__Instruction A__.
In the essay on occult books, what do tarot collectors collect?
__Instruction B__.
From the essay on occult books, write out the part that opens with the words containing "I also have" and closes with "in my judgments.".

__Text to read__.
================================

Please, stop

I found myself pleading this week. As I was browsing several virtual book fairs dedicated to fine art and letter press books, I quietly intoned: ‘please, stop torturing me… I don’t have 5 or 35000 dollars for this one.’ The life of the bibliophile can be hard, as there’s always the extremes that make it so. Some books are too damn fine. Others, although presented as such, can also make me plead, ‘please stop. Excellent binding. Very bad art… Please, don’t waste my money and my time with it.’

I experience the latter pleading especially when I dive into occult literature. While I love it that occultists have an eye for the materiality of the book, and thus make an effort to present it as best as they can, the contents don’t always match the fine binding or elaborate typography.

As a general rule, it’s not easy to pull off an occult book of value, because the genre itself presents a challenge. As most occult writing is based on an individual’s personal gnosis and praxis, I must admit that I hardly ever find it fascinating to hear about a practitioner’s relationship with Saturn, and just how it went with his visualization of the Lord of Death, while conjuring the image of a tight coffin. I mean, sure, fine by me. But, so what? Is this thing going anywhere? No, because it’s personal…

I also have a problem with the so-called channelled art, and I’m pretty sure that the ‘High Ones’ out there are already pissed off with my objections. When I come across books that reference this or that hermetic or magical order’s ‘secret’ manuscripts, all channeled material, I want to scream: ‘That’s it, High Ones? Is this all you can do for us, mortals? Present us with lame art of no significance?’ I guess I’m not very nice in my judgments.

Now, granted, if you check your history books, you’ll learn that most occult material has never been intended for public view, as it’s ‘occult’ for a reason. So the art is not really art and the thought that goes into it is not really a thought either. Thus, as far as I’m concerned, most occult material should stay hidden from plain view, so that we may all be spared the lamentation: ‘please, stop. I don’t want to see this…’

But publishers insist. ‘Isn’t it fascinating to read Aleister Crowley’s occult, bad poetry?’ It isn’t, if you ask me. Then the fancy production. Publishers give the personal gnosis a nice cover, and hope that we can all suspend our discernment, going for the book as a fetish instead. I fall for this trick, but only so many times…

Tarot for Romeo and Juliet

As I was mailing a copy of my own fine edition book, Tarot for Romeo and Juliet, to famed tarotist Rachel Pollack, we had a brief exchange about the lack of fine bindings in the Tarot world. There’s no shortage of those in the occult world. Tarot collectors collect cards, not fine bindings, and this was a point of lamentation. Rachel mentioned her contribution to the book accompanying the Tarot of Lenonora Carrington by Fulgur Press. In addition to their standard edition, they also issued a fine edition that sold out quickly. So that was good.

================================

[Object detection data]

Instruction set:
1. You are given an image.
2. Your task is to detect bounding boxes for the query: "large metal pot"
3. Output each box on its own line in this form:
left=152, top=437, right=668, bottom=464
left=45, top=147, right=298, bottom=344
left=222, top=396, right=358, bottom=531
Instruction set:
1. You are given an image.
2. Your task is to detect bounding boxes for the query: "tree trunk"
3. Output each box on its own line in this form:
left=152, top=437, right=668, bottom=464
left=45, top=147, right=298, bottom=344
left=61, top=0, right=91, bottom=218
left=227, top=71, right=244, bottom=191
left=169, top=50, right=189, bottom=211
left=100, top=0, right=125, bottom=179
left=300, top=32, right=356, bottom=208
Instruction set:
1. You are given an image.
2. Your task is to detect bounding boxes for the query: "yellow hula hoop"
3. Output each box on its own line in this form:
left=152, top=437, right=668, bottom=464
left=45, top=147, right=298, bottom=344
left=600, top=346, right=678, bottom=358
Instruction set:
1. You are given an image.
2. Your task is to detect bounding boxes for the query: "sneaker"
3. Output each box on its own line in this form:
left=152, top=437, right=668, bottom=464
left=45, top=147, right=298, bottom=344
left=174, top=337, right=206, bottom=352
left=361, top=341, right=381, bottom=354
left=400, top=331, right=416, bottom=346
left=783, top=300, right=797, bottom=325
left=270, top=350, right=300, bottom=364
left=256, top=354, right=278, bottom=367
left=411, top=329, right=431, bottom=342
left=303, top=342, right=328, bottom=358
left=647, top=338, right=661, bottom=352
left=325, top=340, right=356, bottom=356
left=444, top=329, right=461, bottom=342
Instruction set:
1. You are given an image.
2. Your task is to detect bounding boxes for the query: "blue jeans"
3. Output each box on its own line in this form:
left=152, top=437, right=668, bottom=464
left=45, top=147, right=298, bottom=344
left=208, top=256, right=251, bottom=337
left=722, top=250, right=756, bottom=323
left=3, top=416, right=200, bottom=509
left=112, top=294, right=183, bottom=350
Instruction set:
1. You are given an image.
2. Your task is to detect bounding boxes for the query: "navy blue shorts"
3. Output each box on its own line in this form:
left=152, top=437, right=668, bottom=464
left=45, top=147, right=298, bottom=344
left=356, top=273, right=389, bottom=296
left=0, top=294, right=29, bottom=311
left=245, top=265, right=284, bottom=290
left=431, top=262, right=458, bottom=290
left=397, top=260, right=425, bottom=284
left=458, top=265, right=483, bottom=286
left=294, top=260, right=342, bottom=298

================================

__Answer A__.
Cards, not fine bindings.

__Answer B__.
I also have a problem with the so-called channelled art, and I’m pretty sure that the ‘High Ones’ out there are already pissed off with my objections. When I come across books that reference this or that hermetic or magical order’s ‘secret’ manuscripts, all channeled material, I want to scream: ‘That’s it, High Ones? Is this all you can do for us, mortals? Present us with lame art of no significance?’ I guess I’m not very nice in my judgments.